REQUIREMENT: Output every entry exactly as given.

Records excerpted from a collection
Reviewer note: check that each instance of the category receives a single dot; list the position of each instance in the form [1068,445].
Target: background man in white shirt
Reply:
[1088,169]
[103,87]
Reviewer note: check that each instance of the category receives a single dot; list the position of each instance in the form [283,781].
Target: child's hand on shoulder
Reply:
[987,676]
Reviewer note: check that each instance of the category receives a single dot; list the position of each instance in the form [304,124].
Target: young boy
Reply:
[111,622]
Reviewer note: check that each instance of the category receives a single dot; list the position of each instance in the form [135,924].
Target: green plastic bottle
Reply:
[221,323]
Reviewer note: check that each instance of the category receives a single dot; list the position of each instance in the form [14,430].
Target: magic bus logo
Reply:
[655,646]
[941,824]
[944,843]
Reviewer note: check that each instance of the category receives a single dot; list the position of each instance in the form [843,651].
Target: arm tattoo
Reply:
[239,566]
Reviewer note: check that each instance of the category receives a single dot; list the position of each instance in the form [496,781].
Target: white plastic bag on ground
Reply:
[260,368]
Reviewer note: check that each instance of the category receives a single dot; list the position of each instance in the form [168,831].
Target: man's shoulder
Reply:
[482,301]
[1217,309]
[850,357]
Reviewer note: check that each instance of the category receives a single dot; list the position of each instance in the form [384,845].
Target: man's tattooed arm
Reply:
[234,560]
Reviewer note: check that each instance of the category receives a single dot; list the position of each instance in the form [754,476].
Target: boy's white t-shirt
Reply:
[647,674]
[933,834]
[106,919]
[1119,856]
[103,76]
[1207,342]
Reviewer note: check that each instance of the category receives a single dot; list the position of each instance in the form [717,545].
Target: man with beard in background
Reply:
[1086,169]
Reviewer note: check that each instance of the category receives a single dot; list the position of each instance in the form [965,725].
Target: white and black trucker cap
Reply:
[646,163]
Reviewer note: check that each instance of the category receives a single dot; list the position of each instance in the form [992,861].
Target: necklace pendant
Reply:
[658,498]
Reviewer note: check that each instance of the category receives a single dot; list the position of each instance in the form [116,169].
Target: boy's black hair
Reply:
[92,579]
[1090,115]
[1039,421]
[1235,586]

EXERCISE SOLUTION:
Reviewer note: check that each instance of the category receives a single dot; list the position of each instance in the form [1068,445].
Target: background man in white shirt
Reply:
[1088,169]
[103,87]
Reviewer note: check that each instance of the category receives a single dot; list the position of each instance in the form [283,781].
Target: child's hand on shoulder
Reply:
[987,676]
Reviewer note: check that each instance of the category receives a single dot; list the position of each instance in the form [304,124].
Target: young boy
Reply:
[111,622]
Reviewer note: check that each instance of the category receives a single dot; list the position of each instance in the form [135,924].
Target: green plastic bottle
Reply:
[221,323]
Reviewer note: check that each instance of the category receives a single dot; list the position of each instance in the form [14,430].
Target: magic bus logo
Reply:
[655,646]
[941,824]
[944,843]
Reviewer note: check that each instance of the category receives a single dot; list the position of each instance in the form [843,651].
Target: arm tattoo
Reply:
[239,566]
Reviewer note: check that each instance of the category receives a single dot; list the position of each instance in the form [496,781].
Target: white plastic bag on ground
Reply:
[260,368]
Reviewer note: check that each instance of the category receives a single dot; list the position of each instance in the form [168,831].
Target: man's shoulder
Reply:
[482,301]
[1217,309]
[850,357]
Reviewer note: check that each instance of the category receives a single dot; list the position of each instance in the form [384,845].
Target: man's tattooed arm
Reply:
[234,560]
Reviewer note: check that each instance of the category receives a single dot; list the position of each instance in the form [754,476].
Target: boy's white t-shirt
Reply:
[647,674]
[933,834]
[106,919]
[1119,856]
[103,76]
[1207,342]
Reviewer note: check that each instance of the category receives a single dot; list the position of each instance in the form [717,545].
Target: man with beard in background
Reply:
[1086,169]
Reviewer note: check that each instance of the category receives a single dot; list the position of each instance in the form [965,725].
Target: white and black trucker cap
Reply:
[646,163]
Reviewer note: check that each instance of the category receives a single dot; list the position of each instance in the form [992,861].
Target: necklace pendant
Reply:
[658,498]
Reviewer note: check that each instance of the category receives a single dot; list the position of each instance in the form [116,169].
Target: boy's black hair
Reply:
[92,579]
[1090,115]
[1039,421]
[1235,586]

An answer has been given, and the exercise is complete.